And the winner is ...
|Gotta give the the edge to the Celtics in wide-eyed intensity.|
Finally, they’re going to play. You pretty excited about this one? I am.
So who wins? Sit back, get the morning coffee and I’ll lay it out for you.
Before start, I’ll just say I think it’s all on the Celtics to make the series interesting, get it to six or seven games. If they play defence the way they can, and if two of Garnett, Pierce and Allen get going, this series will have some legs.
How’s it break down?
Sure, the Celtics have three great scorers but only one of them – Pierce – can create his own shot. I spent too much time watching Garnett defer in the Eastern Conference final and watching Allen miss shots he normally makes in his sleep to think the Celtics can get all three of their big guys going. And I’m pretty sure the Lakers will do the same thing with Rondo that the Pistons did, which is ignore him on the perimeter ‘cause he’s a terrible shooter. Perkins might be able to get off but if he does, it’s at the expense of one of the Big Three.

# Aim:
Name every player mentioned by surname in the basketball preview above.

# Extracted data:

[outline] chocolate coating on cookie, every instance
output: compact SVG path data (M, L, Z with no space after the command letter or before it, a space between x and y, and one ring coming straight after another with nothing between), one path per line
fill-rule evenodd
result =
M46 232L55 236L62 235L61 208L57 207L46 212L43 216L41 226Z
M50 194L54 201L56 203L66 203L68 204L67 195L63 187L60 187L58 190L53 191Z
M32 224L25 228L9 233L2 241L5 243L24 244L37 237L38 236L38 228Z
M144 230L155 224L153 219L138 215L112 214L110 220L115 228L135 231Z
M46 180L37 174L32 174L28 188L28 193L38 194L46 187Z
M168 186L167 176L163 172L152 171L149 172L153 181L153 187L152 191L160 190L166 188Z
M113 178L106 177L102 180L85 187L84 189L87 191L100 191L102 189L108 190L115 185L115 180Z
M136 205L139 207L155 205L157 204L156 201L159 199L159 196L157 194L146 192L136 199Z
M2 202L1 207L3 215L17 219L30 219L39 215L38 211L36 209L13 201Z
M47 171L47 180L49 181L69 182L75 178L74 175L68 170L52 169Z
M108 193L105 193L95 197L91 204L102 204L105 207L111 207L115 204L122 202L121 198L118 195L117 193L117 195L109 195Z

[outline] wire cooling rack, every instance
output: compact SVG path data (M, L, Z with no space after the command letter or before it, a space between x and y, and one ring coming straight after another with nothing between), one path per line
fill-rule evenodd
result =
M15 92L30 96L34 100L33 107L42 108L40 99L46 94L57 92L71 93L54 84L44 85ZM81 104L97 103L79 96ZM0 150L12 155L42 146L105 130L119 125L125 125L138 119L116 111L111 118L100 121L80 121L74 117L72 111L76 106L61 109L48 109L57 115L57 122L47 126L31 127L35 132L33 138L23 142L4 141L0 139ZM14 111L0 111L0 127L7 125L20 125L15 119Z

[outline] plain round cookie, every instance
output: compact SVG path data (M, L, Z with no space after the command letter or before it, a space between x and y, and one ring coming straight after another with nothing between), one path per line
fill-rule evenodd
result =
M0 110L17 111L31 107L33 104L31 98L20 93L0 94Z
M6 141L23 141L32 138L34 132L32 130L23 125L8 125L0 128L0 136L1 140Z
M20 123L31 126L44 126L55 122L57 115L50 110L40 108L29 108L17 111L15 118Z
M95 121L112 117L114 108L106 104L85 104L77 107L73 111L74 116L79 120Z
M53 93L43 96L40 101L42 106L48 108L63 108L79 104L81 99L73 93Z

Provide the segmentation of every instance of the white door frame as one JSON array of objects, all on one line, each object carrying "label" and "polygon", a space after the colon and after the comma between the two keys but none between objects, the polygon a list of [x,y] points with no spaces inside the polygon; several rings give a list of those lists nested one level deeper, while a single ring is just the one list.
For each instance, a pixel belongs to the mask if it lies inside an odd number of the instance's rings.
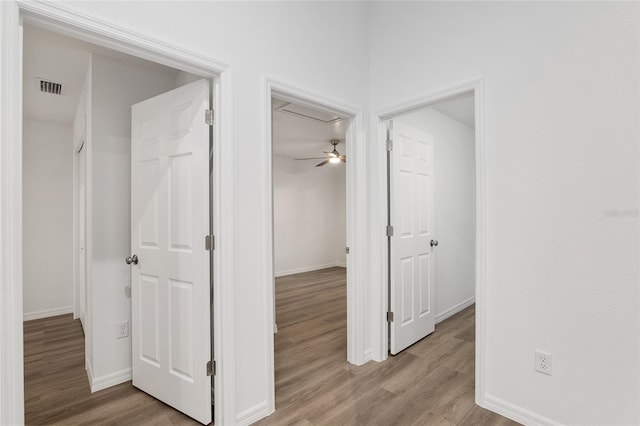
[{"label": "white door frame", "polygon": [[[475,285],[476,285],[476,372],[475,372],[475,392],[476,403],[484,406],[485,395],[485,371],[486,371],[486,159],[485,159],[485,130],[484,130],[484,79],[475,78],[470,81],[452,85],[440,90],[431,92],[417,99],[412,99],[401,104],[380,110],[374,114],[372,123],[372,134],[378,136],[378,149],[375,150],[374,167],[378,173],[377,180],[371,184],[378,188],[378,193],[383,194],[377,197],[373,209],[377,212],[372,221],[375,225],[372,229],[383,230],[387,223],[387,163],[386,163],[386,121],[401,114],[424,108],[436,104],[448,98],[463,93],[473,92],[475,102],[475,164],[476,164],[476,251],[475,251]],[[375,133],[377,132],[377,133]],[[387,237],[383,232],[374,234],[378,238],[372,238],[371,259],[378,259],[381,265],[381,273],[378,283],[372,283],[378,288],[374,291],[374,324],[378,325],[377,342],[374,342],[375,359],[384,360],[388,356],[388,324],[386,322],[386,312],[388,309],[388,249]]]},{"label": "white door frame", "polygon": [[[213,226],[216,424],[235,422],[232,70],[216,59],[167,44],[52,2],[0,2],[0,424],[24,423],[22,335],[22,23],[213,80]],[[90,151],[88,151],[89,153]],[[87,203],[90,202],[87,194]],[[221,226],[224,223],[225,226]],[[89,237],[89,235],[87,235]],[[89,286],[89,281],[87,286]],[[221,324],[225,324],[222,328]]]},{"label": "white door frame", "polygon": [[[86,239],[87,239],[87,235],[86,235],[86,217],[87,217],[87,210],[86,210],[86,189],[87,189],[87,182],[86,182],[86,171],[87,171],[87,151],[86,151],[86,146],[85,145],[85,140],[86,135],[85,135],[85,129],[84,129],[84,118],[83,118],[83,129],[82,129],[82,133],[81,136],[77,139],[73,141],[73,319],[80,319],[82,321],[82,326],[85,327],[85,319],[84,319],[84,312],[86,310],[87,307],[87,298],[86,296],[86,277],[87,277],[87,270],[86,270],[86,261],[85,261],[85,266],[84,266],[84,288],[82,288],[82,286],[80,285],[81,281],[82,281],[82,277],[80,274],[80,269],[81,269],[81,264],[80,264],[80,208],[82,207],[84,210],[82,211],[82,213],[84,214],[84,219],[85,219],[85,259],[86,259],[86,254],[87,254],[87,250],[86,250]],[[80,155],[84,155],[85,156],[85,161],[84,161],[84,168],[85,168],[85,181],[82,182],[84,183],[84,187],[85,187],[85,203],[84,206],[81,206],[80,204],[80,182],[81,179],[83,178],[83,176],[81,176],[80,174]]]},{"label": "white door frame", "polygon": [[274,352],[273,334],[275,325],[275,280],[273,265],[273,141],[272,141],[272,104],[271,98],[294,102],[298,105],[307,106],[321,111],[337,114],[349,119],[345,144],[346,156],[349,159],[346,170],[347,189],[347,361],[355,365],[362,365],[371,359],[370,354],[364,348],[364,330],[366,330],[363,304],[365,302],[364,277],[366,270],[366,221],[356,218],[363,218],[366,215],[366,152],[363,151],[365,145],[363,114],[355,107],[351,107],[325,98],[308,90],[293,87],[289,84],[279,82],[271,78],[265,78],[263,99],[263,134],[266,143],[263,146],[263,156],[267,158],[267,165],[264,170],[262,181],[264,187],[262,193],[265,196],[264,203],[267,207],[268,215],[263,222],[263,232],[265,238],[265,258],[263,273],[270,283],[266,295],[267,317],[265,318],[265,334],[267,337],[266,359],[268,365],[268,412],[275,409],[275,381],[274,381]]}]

# Response to this task:
Garnett, Pierce, Allen, Rondo, Perkins